[BEGIN Records provided]

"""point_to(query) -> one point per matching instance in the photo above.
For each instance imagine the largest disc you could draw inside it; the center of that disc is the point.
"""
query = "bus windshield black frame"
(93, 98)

[END Records provided]

* _Directions_: Update the records by changing every "disc" to "circle", keeping everything else unchanged.

* _Answer to this task_:
"""point_to(query) -> one point per matching instance in the photo above.
For each instance imagine the largest circle you could draw inside it; the center of that circle is the point.
"""
query = "bus windshield black frame"
(93, 98)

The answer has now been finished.